* _EXERCISE REQUIREMENTS_: Find the string "positive" in the material. Copy every line that has it.
SUPPLIED DATA section start
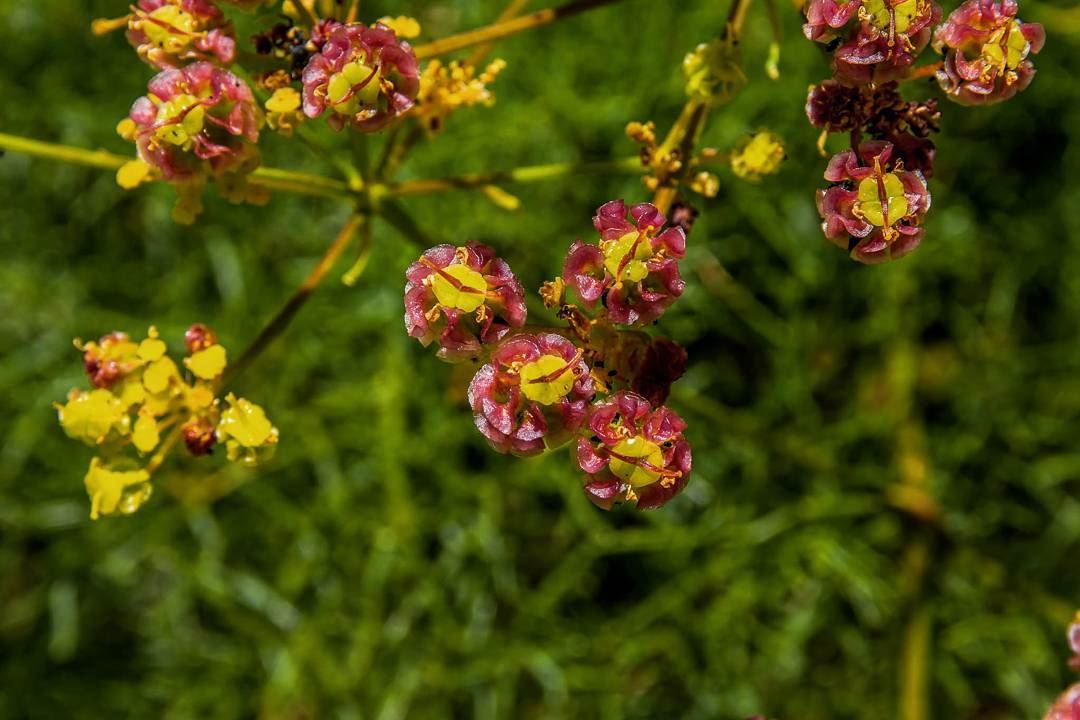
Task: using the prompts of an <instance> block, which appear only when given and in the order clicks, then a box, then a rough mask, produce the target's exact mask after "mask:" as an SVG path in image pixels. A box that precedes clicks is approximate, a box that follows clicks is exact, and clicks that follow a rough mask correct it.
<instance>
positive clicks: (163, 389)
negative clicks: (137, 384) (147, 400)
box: [143, 357, 179, 394]
mask: <svg viewBox="0 0 1080 720" xmlns="http://www.w3.org/2000/svg"><path fill="white" fill-rule="evenodd" d="M178 376H179V371H178V370H177V369H176V363H174V362H173V361H172V359H171V358H168V357H160V358H158V359H156V361H154V362H152V363H150V364H149V365H148V366H147V368H146V371H144V372H143V384H144V385H146V389H147V390H148V391H150V392H151V393H154V394H157V393H163V392H165V390H167V389H168V383H170V381H172V379H173V378H175V377H178Z"/></svg>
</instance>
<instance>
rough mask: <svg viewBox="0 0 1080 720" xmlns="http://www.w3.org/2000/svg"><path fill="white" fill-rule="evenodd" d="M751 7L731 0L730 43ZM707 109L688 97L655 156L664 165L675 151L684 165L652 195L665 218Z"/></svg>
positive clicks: (701, 127) (663, 180) (701, 98)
SUPPLIED DATA section end
* _ANSWER BOX_:
positive clicks: (163, 389)
positive clicks: (701, 127) (663, 180) (701, 98)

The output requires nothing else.